- [Problem requirements]: Rewrite the rows below as a two-column CSV with the headers text and answer. Give one line per row, put each value in a quoted field, and replace any line breaks with spaces.

[Saved entries]

▼

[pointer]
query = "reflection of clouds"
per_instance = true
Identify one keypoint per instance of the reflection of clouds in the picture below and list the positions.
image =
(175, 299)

▲

- [Answer]:
text,answer
"[pointer] query = ""reflection of clouds"" per_instance = true Identify one keypoint per instance of the reflection of clouds in the picture below and list the positions. image =","(175, 299)"